Excerpts of bounding box data

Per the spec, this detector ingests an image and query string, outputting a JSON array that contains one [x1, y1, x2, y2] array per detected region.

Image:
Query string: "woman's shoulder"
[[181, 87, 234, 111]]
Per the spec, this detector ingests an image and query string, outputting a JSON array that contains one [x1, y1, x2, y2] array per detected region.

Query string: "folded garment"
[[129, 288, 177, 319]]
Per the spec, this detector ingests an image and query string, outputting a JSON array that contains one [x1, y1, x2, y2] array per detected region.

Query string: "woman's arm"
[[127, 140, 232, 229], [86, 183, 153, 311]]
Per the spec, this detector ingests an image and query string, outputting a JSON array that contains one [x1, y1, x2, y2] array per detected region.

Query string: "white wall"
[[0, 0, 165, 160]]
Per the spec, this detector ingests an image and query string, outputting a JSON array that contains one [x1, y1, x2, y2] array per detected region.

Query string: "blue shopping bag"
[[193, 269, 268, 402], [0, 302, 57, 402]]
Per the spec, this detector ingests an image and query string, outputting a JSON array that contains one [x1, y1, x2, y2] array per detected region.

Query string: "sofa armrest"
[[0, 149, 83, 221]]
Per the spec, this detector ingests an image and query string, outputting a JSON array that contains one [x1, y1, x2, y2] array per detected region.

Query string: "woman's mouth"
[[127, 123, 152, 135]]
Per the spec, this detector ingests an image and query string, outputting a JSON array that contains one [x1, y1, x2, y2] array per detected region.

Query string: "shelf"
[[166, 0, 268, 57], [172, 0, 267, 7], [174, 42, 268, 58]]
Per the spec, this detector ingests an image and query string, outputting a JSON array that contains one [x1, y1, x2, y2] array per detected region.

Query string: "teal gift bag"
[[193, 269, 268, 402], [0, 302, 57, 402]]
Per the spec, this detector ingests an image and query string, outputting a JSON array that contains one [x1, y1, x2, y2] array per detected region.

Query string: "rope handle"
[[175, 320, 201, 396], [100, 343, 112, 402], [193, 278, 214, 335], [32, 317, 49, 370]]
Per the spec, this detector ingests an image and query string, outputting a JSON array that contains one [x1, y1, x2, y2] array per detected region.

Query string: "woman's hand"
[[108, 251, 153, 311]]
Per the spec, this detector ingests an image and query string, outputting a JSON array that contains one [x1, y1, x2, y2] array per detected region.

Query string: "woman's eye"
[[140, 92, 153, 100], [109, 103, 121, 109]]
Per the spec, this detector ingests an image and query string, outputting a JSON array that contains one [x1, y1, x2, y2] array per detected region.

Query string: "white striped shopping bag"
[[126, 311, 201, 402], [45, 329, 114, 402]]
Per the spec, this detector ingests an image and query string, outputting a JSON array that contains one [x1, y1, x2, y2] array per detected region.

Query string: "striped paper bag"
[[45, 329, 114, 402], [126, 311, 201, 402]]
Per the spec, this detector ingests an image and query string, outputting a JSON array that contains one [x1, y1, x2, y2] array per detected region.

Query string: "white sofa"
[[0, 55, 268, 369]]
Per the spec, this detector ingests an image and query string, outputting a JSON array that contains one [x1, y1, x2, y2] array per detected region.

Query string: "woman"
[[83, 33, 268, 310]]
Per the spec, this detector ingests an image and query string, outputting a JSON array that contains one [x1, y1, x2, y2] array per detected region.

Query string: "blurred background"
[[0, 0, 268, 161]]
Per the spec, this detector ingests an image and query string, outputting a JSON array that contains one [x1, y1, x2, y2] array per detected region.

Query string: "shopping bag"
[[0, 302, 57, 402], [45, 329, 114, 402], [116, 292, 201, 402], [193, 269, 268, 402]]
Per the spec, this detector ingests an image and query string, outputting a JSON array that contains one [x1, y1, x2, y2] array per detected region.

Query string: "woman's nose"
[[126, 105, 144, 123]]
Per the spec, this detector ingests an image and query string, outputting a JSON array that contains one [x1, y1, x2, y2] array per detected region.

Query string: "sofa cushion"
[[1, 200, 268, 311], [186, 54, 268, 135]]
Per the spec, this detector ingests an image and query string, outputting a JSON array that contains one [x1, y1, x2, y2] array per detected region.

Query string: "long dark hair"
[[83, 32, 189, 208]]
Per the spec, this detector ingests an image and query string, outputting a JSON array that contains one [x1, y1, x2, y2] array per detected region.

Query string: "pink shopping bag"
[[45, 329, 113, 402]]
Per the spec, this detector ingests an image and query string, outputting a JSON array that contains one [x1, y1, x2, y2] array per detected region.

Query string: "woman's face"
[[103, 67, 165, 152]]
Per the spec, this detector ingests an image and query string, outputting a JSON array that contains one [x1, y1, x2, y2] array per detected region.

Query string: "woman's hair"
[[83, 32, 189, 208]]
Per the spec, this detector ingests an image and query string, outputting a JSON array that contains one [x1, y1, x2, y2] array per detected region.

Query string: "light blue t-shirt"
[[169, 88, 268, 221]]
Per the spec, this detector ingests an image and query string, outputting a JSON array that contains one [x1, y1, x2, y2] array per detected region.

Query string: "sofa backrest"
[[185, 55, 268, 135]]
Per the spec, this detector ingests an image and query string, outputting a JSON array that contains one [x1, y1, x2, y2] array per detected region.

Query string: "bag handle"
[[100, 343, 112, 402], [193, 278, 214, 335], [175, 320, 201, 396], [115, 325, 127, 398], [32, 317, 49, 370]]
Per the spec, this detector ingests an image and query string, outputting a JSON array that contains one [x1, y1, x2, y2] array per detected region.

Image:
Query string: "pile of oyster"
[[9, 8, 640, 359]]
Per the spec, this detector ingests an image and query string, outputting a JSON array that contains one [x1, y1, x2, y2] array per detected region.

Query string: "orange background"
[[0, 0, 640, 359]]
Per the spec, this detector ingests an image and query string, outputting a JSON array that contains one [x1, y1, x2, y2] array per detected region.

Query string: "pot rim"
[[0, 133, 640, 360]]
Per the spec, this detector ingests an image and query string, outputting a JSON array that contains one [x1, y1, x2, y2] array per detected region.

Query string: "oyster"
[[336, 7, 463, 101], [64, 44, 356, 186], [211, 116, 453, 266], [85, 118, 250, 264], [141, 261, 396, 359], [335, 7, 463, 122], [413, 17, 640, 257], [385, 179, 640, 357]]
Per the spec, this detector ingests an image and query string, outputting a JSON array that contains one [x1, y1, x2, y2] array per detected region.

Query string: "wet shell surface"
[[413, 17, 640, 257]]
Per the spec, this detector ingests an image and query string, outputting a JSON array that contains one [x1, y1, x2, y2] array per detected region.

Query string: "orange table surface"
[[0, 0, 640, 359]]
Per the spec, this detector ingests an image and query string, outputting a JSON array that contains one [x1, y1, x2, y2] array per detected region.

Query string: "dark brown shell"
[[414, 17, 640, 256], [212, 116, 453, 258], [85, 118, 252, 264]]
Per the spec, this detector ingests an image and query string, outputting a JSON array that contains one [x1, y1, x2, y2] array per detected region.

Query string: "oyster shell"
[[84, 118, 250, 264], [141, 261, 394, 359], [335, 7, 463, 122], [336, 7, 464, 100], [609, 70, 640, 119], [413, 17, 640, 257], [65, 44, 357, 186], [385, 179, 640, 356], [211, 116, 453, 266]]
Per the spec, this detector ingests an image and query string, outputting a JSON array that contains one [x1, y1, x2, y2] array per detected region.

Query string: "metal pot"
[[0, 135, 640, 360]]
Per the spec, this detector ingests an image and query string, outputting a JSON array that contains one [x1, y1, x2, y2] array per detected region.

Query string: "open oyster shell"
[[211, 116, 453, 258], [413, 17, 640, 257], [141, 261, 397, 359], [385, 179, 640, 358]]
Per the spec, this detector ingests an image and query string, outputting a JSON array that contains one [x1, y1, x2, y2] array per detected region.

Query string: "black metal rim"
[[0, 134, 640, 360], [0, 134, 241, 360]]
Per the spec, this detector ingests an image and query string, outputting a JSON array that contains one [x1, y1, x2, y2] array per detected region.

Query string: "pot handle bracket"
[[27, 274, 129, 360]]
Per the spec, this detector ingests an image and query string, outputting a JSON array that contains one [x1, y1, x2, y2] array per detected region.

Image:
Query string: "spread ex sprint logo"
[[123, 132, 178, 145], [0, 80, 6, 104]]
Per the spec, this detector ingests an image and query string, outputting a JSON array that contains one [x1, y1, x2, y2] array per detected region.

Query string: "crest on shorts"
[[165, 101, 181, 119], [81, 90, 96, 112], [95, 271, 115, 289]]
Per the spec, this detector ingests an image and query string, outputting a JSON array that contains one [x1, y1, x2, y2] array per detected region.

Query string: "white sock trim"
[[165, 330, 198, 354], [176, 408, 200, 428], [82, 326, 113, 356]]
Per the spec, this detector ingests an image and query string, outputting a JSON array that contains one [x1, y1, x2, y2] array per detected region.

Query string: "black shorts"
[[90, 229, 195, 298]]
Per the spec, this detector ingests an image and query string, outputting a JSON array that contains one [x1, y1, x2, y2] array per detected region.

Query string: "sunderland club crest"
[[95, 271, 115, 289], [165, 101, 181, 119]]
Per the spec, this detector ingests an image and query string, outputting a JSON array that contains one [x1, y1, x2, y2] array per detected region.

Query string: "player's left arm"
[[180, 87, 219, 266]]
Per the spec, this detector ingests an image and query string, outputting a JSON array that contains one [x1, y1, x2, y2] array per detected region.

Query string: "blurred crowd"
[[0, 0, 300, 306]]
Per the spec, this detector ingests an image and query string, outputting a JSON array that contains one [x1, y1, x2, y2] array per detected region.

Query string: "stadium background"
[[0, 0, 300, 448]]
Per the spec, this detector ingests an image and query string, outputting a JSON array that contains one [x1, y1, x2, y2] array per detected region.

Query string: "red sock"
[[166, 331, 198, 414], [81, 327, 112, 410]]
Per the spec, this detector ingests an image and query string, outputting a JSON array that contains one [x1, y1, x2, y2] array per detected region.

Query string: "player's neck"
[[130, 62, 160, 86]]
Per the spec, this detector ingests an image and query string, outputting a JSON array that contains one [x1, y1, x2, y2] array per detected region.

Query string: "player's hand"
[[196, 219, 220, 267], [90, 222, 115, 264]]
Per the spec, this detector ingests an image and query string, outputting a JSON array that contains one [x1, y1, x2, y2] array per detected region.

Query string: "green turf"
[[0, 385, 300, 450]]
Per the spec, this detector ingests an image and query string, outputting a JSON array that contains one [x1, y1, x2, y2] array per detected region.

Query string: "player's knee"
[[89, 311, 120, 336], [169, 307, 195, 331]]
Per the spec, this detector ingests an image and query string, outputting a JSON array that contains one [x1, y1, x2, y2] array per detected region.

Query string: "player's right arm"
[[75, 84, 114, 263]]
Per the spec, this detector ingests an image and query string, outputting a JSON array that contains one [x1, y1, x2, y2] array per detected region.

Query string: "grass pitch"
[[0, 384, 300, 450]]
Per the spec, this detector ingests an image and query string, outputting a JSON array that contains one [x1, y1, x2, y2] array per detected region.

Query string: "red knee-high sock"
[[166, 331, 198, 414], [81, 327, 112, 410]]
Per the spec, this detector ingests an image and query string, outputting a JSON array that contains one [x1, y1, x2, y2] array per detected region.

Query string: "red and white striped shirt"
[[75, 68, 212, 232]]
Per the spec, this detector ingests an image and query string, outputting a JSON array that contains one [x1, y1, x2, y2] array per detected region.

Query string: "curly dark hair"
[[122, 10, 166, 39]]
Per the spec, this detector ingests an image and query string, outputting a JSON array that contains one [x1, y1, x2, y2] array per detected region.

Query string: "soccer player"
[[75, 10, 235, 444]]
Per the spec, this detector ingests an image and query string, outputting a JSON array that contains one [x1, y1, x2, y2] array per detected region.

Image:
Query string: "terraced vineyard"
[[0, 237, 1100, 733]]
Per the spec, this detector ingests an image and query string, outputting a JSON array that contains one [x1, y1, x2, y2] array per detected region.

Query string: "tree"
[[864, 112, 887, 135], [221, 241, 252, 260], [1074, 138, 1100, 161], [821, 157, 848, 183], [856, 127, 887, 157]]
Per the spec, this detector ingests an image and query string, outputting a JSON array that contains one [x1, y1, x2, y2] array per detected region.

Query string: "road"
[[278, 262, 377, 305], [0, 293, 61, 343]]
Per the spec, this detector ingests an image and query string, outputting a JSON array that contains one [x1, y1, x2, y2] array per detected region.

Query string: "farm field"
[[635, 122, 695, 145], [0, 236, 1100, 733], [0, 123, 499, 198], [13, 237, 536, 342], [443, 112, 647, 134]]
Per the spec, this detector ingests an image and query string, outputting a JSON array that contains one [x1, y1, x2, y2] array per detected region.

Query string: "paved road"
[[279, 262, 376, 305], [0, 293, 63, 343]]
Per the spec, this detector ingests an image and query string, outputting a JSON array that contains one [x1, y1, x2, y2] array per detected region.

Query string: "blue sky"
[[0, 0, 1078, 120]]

● What is needed
Swap "detector" for "locator" in the entries from the very first line through the line containing "[[129, 288, 177, 319]]", both ends included. Give back only those lines, with everything else left as it is.

● Reply
Per the spec, this locator ingests an image and query string, outputting a JSON array that contains one [x1, y1, x2, y2] array per detected region.

Image:
Query string: "woman's shoulder"
[[181, 87, 234, 111]]
Per the spec, this locator ingests an image and query string, outputting a JSON array that contains one [x1, y1, x2, y2] array per detected region.

Query string: "folded garment"
[[129, 288, 177, 319]]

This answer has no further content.